* Excerto do texto:
A recorrente, que funda o recurso nas alíneas b) e g) do nº 1 do artigo 70º da Lei do Tribunal Constitucional - para além de invocar a declaração de inconstitucionalidade, com força obrigatória geral, constante do acórdão nº 530/94 -, diz que suscitou 'a inconstitucionalidade da norma instituidora dos direitos niveladores (DL 513/85, de 31/12)', nas alegações que apresentou naquele Supremo Tribunal.
2. Nas alegações que produziu neste Tribunal, a recorrente disse, entre o mais:
(...) Compulsada a lei conclui-se que a taxa dos direitos niveladores que vigorava em 9 de Setembro de 1987, foi publicitada em conformidade com o mecanismo previsto na Portaria nº 238/87, de 7/4, nº 2. Através do acórdão nº 530/94 (...) foi declarada a inconstitucionalidade, com força obrigatória geral, daquela norma. Consequentemente, o douto aresto recorrido está em colisão com o referido acórdão O acto de liquidação (...) é relativo a direitos niveladores incidentes sobre a importação de queijo. Tal importação ocorreu durante a vigência da Portaria nº 283/87, de 7/4, cujo nº
2 foi declarado inconstitucional com força obrigatória geral. Termos em que se reitera o pedido de declaração de inconstitucionalidade da referida norma (...).

* Informação apresentada:
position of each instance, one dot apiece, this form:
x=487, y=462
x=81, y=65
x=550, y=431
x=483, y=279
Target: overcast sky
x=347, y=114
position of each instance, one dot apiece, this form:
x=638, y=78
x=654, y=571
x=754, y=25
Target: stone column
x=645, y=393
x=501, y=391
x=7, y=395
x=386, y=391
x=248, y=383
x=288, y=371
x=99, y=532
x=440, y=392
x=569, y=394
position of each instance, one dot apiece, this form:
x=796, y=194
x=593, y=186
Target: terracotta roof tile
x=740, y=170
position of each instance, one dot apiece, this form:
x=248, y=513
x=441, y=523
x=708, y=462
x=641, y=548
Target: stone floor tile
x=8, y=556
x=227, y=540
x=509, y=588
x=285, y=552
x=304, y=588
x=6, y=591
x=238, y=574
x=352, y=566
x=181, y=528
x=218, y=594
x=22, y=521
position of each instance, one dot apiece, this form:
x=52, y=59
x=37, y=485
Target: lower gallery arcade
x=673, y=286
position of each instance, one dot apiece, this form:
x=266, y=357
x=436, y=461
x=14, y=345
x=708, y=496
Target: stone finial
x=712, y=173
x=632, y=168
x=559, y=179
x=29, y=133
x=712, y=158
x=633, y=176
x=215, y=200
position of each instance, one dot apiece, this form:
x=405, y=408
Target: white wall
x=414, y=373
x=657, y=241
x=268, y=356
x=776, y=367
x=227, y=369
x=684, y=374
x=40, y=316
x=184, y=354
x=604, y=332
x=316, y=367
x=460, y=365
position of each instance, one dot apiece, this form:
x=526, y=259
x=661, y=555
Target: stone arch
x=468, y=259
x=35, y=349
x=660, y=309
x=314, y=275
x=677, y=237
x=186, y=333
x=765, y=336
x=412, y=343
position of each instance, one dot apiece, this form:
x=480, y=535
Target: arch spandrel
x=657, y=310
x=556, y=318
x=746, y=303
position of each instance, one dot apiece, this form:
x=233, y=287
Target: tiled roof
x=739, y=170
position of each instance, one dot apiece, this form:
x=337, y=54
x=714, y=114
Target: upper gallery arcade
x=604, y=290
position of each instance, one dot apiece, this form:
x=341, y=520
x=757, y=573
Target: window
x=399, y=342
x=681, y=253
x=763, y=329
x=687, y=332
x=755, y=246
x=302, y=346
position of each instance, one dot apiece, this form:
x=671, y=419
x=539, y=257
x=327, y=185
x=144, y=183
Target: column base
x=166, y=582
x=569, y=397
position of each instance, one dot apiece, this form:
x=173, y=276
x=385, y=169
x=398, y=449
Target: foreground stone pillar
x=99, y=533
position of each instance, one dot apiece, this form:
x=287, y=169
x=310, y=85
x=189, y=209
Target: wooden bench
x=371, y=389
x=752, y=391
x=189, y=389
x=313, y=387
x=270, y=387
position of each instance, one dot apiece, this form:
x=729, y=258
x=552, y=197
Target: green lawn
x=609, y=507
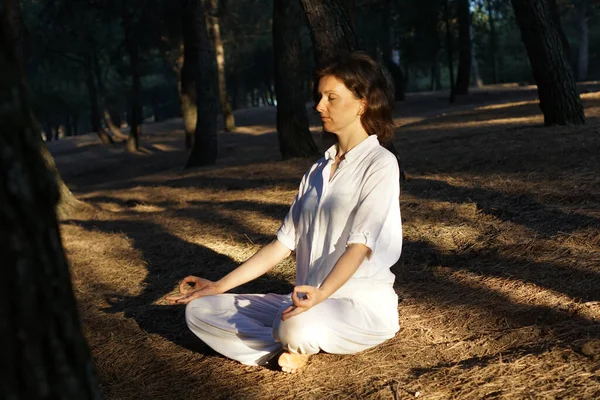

* Exercícios a realizar:
a) Devolva sem alterações as linhas da listagem desde o seu início até à linha que contém "x=302, y=346", ambas incluídas.
b) Continue o excerto sobre o recurso relativo aos direitos niveladores a partir da última frase apresentada.
O texto e a listagem provêm de fontes distintas.

* Respostas por exercício:
a)
position of each instance, one dot apiece, this form:
x=487, y=462
x=81, y=65
x=550, y=431
x=483, y=279
Target: overcast sky
x=347, y=114
position of each instance, one dot apiece, this form:
x=638, y=78
x=654, y=571
x=754, y=25
Target: stone column
x=645, y=393
x=501, y=391
x=7, y=395
x=386, y=391
x=248, y=383
x=288, y=371
x=99, y=532
x=440, y=392
x=569, y=394
position of each instance, one dot apiece, this form:
x=796, y=194
x=593, y=186
Target: terracotta roof tile
x=740, y=170
position of each instance, one dot apiece, this form:
x=248, y=513
x=441, y=523
x=708, y=462
x=641, y=548
Target: stone floor tile
x=8, y=556
x=227, y=540
x=509, y=588
x=285, y=552
x=304, y=588
x=6, y=591
x=238, y=574
x=352, y=566
x=181, y=528
x=218, y=594
x=22, y=521
position of each instance, one dot apiece, this form:
x=52, y=59
x=37, y=485
Target: lower gallery arcade
x=673, y=286
position of each instance, one dot apiece, this form:
x=266, y=357
x=436, y=461
x=14, y=345
x=708, y=496
Target: stone finial
x=712, y=173
x=632, y=168
x=559, y=179
x=29, y=133
x=712, y=158
x=633, y=176
x=215, y=200
position of each instance, one dot apiece, this form:
x=405, y=408
Target: white wall
x=414, y=373
x=657, y=241
x=268, y=356
x=776, y=367
x=227, y=369
x=684, y=374
x=40, y=316
x=184, y=354
x=604, y=332
x=316, y=367
x=460, y=365
position of each instance, one dot apiece, this form:
x=526, y=259
x=661, y=555
Target: stone arch
x=468, y=259
x=35, y=349
x=660, y=309
x=314, y=275
x=677, y=237
x=186, y=333
x=765, y=336
x=412, y=343
position of each instance, one dot apiece, this form:
x=480, y=535
Target: arch spandrel
x=657, y=310
x=556, y=318
x=746, y=303
position of each instance, one dot apiece, this form:
x=233, y=287
Target: tiled roof
x=739, y=170
position of each instance, one dot apiece, this form:
x=337, y=54
x=714, y=114
Target: upper gallery arcade
x=604, y=290
position of each instance, one dot apiece, this form:
x=341, y=520
x=757, y=573
Target: window
x=399, y=342
x=681, y=253
x=763, y=329
x=687, y=332
x=755, y=246
x=302, y=346

b)
3. Corridos e vistos - e com mudança de relator -, cumpre decidir: e, desde logo, se deve ou não conhecer-se do recurso.
II. Fundamentos:
4. O recurso foi, como se referiu, interposto ao abrigo das alínea b) e g) do nº 1 do artigo 70º da Lei do Tribunal Constitucional, tendo a recorrente indicado, para serem submetidas ao confronto com a Constituição, as normas do Decreto-Lei nº 513/85, de 31 de Dezembro, e, como decisão anterior do Tribunal, o acórdão nº 530/94.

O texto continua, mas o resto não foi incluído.